# How long to boil Malaysian driftwood?



## rarefaction (Aug 6, 2009)

How long do you usually have to boil small pieces of Malaysian driftwood to get most of the tannins out?
TIA.


----------



## LSBoost (Jan 21, 2010)

Tannin isn't bad for fish so why waste time trying to get rid of it?

To answer your question: 3 hours to get rid most of it but it will still tan your tank for about a week or two more.


----------



## rarefaction (Aug 6, 2009)

LSBoost said:


> Tannin isn't bad for fish so why waste time trying to get rid of it?


Because I don't want my crystal clear, high water flow river tank looking murky. Therefore not a waste of my time. And it turns out it only took an hour or so...


----------



## RaizedWICKED (Feb 10, 2010)

you could boil wood for months non stop and it could still leach tannins into the water.

I have had Mopani wood in my tank(s) for years and it still turns the water a light tea color. Now, it is not as bad as it used to be but after 2 years I am surprised it still leaches.

EXERCISE 1: Rewrite the paragraph of the driftwood thread that begins "I have had Mopani wood" more briefly, keeping its main facts.

DATASET EXCERPTS:
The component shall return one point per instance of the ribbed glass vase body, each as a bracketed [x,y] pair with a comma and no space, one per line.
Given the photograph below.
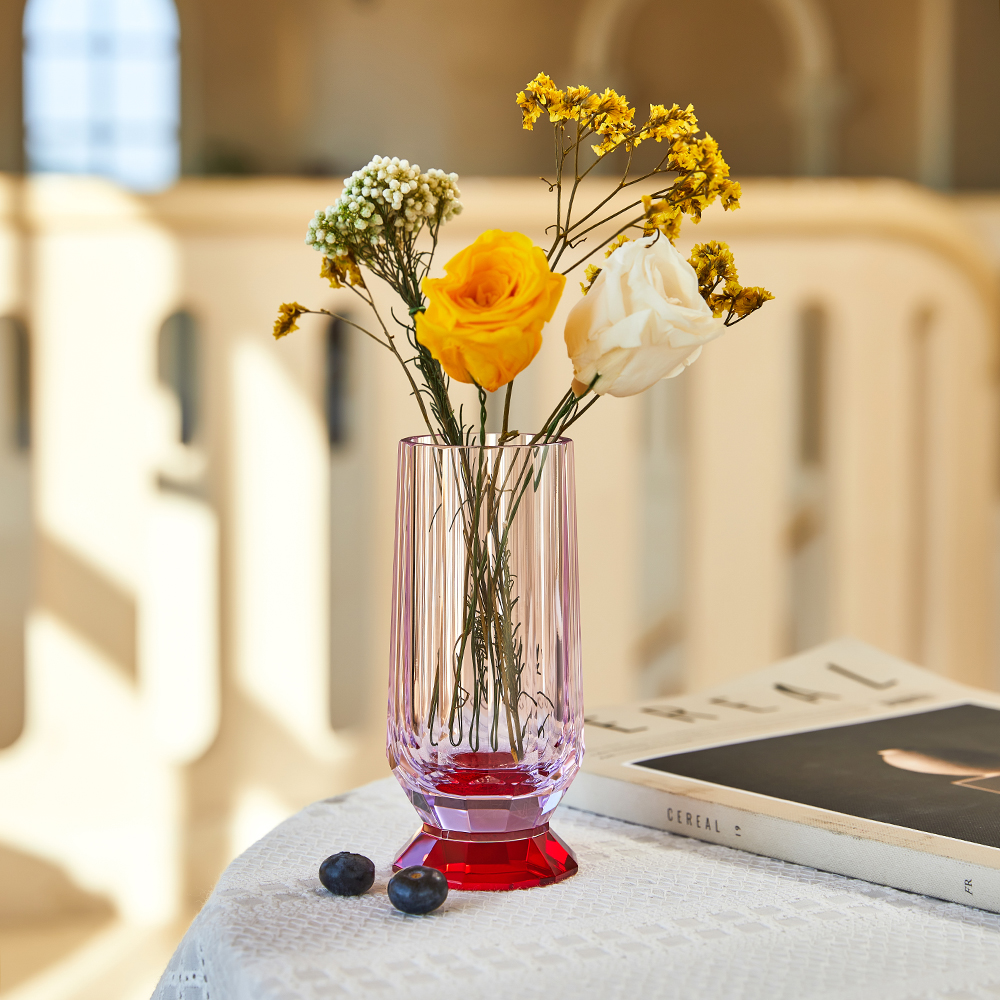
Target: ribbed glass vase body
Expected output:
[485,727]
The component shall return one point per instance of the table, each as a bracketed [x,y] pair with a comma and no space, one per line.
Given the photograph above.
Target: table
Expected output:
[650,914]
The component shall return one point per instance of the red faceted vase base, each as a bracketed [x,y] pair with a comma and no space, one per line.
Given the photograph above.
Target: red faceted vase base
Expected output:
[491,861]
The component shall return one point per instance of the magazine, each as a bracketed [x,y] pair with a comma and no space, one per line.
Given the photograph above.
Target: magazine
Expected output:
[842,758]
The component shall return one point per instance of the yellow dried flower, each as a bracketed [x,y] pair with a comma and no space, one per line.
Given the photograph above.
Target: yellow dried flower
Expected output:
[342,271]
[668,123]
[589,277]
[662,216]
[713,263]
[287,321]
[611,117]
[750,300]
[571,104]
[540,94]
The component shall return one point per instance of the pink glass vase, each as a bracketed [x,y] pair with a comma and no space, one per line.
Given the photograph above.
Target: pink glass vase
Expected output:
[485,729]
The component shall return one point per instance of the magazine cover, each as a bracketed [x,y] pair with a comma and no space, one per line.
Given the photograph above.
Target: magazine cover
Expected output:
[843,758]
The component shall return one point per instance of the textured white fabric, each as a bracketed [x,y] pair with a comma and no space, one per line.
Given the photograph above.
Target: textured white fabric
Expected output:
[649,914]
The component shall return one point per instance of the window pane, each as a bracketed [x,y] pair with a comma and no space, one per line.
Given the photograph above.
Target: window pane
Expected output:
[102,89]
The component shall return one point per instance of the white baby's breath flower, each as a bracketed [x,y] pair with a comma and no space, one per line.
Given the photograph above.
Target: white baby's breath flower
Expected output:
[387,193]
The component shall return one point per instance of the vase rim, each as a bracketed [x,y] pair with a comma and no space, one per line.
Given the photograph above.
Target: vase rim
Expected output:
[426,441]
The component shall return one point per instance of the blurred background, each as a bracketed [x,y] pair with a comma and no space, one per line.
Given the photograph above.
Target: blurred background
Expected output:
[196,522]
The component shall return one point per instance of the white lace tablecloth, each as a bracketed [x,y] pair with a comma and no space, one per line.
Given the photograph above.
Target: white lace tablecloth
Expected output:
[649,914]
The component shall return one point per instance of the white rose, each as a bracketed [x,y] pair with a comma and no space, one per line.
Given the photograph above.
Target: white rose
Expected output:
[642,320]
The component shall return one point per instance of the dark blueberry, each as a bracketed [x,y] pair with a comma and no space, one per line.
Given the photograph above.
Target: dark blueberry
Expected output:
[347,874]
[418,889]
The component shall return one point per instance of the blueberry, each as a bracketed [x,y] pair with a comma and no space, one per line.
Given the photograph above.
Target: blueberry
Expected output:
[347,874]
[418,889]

EXERCISE 2: Transcribe the rows, starting at the line that contains "the blueberry, each" and stopping after the last line of the rows.

TASK RESPONSE 1: Mopani wood has been in the writer's tanks for years and still tints the water a light tea color. The tint is weaker than before, but it is surprising that the wood still leaches after 2 years.

TASK RESPONSE 2:
The component shall return one point per instance of the blueberry, each as a bracketed [x,y] pair with a comma and no space, one per line.
Given the photograph above.
Target: blueberry
Expected output:
[347,874]
[418,889]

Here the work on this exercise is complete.